--- BEGIN Available data ---

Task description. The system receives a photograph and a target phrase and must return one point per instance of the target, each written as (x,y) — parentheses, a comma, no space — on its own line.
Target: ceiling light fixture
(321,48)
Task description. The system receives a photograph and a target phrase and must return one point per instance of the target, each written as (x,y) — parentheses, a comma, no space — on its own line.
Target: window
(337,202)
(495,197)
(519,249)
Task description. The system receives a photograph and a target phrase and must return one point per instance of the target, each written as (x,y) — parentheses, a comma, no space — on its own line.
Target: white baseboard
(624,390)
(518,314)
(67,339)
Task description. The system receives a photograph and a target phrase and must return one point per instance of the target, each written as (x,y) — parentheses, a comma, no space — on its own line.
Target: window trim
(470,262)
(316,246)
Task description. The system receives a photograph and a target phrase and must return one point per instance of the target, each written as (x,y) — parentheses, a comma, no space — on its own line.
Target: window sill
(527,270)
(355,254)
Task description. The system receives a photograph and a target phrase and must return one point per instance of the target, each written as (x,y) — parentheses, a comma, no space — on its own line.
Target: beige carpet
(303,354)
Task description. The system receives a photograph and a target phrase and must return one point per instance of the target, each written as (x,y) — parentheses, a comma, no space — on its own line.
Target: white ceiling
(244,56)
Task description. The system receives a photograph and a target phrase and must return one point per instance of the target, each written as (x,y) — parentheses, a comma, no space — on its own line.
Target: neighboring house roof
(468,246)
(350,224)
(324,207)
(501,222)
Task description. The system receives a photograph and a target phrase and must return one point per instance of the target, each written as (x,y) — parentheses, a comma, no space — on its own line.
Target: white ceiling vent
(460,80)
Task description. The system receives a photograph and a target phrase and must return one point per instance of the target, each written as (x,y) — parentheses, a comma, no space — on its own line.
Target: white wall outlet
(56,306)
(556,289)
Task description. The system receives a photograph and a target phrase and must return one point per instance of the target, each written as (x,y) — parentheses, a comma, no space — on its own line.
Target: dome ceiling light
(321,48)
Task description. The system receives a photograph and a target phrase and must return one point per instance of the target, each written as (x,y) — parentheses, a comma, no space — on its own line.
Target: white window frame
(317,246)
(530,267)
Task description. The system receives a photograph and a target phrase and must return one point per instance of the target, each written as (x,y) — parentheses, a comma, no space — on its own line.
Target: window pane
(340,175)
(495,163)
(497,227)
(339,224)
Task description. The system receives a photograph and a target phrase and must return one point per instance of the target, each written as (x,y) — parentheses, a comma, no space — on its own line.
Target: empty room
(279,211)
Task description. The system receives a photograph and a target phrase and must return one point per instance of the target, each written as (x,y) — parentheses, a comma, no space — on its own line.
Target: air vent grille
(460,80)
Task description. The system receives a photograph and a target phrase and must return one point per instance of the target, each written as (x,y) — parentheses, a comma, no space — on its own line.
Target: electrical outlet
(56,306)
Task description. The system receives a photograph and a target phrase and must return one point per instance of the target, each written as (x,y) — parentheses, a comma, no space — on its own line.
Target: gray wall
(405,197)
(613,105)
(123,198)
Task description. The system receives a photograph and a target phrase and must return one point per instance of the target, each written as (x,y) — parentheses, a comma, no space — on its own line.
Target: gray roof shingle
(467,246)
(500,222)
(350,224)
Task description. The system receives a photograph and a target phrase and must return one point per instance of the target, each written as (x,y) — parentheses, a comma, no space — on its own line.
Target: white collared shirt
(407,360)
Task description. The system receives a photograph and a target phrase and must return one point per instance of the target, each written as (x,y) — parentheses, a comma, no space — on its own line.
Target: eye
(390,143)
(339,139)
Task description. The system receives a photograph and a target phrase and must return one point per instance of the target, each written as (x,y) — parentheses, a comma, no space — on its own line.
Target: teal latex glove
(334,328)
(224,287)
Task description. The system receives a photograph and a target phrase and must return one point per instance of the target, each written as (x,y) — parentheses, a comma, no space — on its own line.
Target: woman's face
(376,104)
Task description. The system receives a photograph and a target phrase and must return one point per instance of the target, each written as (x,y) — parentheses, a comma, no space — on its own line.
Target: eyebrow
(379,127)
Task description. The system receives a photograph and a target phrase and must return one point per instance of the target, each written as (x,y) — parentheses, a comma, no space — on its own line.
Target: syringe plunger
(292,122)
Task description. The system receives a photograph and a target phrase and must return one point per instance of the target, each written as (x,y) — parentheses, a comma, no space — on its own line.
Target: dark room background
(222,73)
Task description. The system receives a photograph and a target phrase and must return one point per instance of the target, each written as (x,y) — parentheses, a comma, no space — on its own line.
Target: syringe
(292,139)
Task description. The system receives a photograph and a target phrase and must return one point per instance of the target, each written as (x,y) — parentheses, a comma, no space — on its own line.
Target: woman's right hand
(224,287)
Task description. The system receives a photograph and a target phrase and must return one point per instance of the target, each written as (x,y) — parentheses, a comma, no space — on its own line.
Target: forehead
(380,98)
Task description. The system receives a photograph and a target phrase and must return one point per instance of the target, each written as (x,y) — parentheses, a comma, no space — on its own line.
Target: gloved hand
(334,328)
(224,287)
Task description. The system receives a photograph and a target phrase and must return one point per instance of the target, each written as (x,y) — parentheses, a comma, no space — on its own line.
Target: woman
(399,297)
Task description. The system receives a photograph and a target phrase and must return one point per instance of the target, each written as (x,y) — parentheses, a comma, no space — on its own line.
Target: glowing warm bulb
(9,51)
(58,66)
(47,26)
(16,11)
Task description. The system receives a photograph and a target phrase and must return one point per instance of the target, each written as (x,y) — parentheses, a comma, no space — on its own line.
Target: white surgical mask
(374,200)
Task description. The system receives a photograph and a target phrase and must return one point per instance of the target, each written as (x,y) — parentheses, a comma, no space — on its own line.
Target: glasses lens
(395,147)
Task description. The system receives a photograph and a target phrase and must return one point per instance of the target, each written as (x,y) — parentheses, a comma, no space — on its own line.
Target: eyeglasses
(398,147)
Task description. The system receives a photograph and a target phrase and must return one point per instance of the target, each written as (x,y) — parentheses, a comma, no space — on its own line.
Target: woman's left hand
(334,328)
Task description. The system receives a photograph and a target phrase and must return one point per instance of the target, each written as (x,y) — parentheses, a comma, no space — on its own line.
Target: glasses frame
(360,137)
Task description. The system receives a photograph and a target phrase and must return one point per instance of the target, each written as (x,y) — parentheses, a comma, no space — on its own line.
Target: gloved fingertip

--- END Available data ---

Write out every entry verbatim.

Task description. The system receives a photograph and a target phrase and must return one point per instance of the target, each written as (x,y) — parentheses, a comma, no space — on its own line.
Target: ceiling light fixture
(321,48)
Task description. The system receives a photograph and a target phrase and must return one point per instance of the target, each written as (x,y) — parentheses, a comma, no space — on its own line.
Target: window
(337,202)
(495,197)
(519,249)
Task description. The system receives a photograph and a target phrase and must return one point per instance of the target, each written as (x,y) — parentheses, a comma, no space — on its own line.
Target: white baseboard
(624,390)
(518,314)
(67,339)
Task description. The system receives a photograph and a target phrase and must return one point per instance of the target, each written as (x,y) — parentheses, a comma, no space — on its own line.
Target: window trim
(470,262)
(316,246)
Task description. The system receives a photograph and a target phrase and must return one point per instance of the target, each written as (x,y) — parentheses, a comma, no space — on its own line.
Target: window sill
(527,270)
(355,254)
Task description. The system receives a photograph and a target phrase and must return one point per instance of the target, each written as (x,y) — parentheses, a comma, no space — on its own line.
Target: beige carpet
(303,354)
Task description. The system receives a photograph and a target phrase and must return one point per instance of the target, each written as (x,y) — parentheses, a comma, no space — on its own line.
Target: white ceiling
(244,56)
Task description. The system receives a photograph and a target phrase and must return one point per instance of the target, each written as (x,y) — parentheses, a comma, no space — on its own line.
Target: neighboring house roof
(468,246)
(350,224)
(324,207)
(501,222)
Task description. The system receives a photograph and a target phrase and must return one point per instance of the target, each written as (x,y) — parentheses, a comma, no space — on its own line.
Target: white ceiling vent
(460,80)
Task description. The system receives a photograph and a target phrase and must return one point per instance of the target, each written as (x,y) — parentheses, a comma, no space — on its own line.
Target: white wall outlet
(56,306)
(556,289)
Task description. The system receives a photograph and a target phrase and must return one point per instance of the target, each written as (x,y) — parentheses, a comma, no space — on its own line.
Target: dome ceiling light
(321,48)
Task description. The system receives a photograph and a target phrase and must return one point per instance of the target, each written as (x,y) — parentheses, a comma, no space — on its own line.
Target: white window frame
(317,246)
(530,267)
Task description. The system receives a photograph and a target phrase and must return one point per instance of the target, each written as (x,y) — parentheses, a comma, no space — on its own line.
Target: window pane
(340,175)
(495,163)
(497,227)
(339,224)
Task description. The system receives a photograph and a target phrase and must return one point per instance of the target, each written as (x,y) — parentheses, a comma, no space — on its own line.
Target: empty room
(279,211)
Task description. The system receives a photograph and a target phrase and must return one point per instance of the target, each written as (x,y) — parentheses, a comma, no space — on its own line.
Target: air vent grille
(460,80)
Task description. The system receives a photograph and a target phrase and must return one point per instance of the target, each written as (x,y) — parentheses, a comma, no space — on its own line.
Target: electrical outlet
(56,306)
Task description. The system receives a photograph and a target phrase and must return one point per instance of the target, each written as (x,y) — parentheses, a comma, no space — on its own line.
Target: gray wall
(405,197)
(613,105)
(123,198)
Task description. The system receives a photograph and a target phrase and must return one point per instance of the target, each written as (x,y) — parentheses, a comma, no space — on its own line.
Target: gray roof shingle
(467,246)
(500,222)
(350,224)
Task description. The system receives a photograph and a target phrase and must return one point per instance of the target, each written as (x,y) — parentheses, a comma, no space — on its own line.
Target: white collared shirt
(407,360)
Task description. The system receives a photograph and a target phrase and must return one point per instance of the target, each written as (x,y) — parentheses, a comma, no space — on its own line.
Target: eye
(390,143)
(339,139)
Task description. The system receives a photograph and a target phrase and must return one point per instance of the target, each written as (x,y) — parentheses, a comma, no space — on its own line.
Target: teal latex glove
(334,328)
(224,287)
Task description. The system receives a photograph and a target phrase and must return one point per instance of the target, each written as (x,y) — parentheses, a comma, no space — on its own line.
Target: woman's face
(376,104)
Task description. The system receives a photograph and a target phrase and must return one point per instance of the target, each written as (x,y) — parentheses, a comma, no space — on its own line.
Target: eyebrow
(379,127)
Task description. The system receives a photograph and a target phrase and must return one point per instance of the target, each written as (x,y) — parentheses, a comma, no space — on its own line.
Target: syringe plunger
(292,122)
Task description. The system receives a photograph and a target phrase and must return one point per instance of the target, each written as (x,y) — parentheses, a comma, no space — on its own line.
Target: dark room background
(222,73)
Task description. The system receives a photograph and a target phrase and must return one point per instance of the target, each written as (x,y) — parentheses, a comma, no space — on its own line.
Target: syringe
(292,139)
Task description. The system receives a photograph and a target phrase and must return one point per instance of the target, each written as (x,y) — parentheses, a comma, no space — on its own line.
Target: woman's right hand
(224,287)
Task description. The system receives a photograph and a target phrase and must return one point per instance of the target, each written as (x,y) — parentheses, a comma, no space — on its own line.
Target: forehead
(380,98)
Task description. The system receives a photograph and a target phrase and must return one point per instance of the target, each written as (x,y) — parentheses, a comma, no space — on its own line.
Target: gloved hand
(334,328)
(224,287)
Task description. The system receives a photograph and a target phrase and must return one point per instance of the target, each written as (x,y) — parentheses, a comma, no space — on its own line.
Target: woman
(399,297)
Task description. The system receives a photograph and a target phrase and must return one point per instance of the target, each written as (x,y) — parentheses, a comma, no space — on its own line.
Target: glowing warm bulb
(9,51)
(58,66)
(47,26)
(16,11)
Task description. The system receives a photograph and a target phrase and must return one point per instance of the target, each written as (x,y) — parentheses, a comma, no space — on its own line.
Target: white surgical mask
(374,200)
Task description. The system receives a photograph and a target phrase and must return one point per instance of the target, each written as (x,y) — parentheses, a comma, no space — on its own line.
Target: glasses lens
(395,147)
Task description. The system receives a photograph and a target phrase and must return one point per instance of the target, each written as (x,y) — parentheses, a comma, no space — on its own line.
Target: eyeglasses
(398,147)
Task description. The system receives a photograph and a target phrase and must return one point per instance of the target, each written as (x,y) — parentheses, a comma, no space — on its own line.
Target: woman's left hand
(334,328)
Task description. The system receives a photograph and a target phrase and must return one point per instance of the target, each written as (x,y) — parentheses, a comma, no space — on its own line.
Target: glasses frame
(360,137)
Task description. The system receives a photograph and a target phrase and must return one point per instance of the target, each written as (x,y) — parentheses, a comma, no space — on its own line.
Target: gloved fingertip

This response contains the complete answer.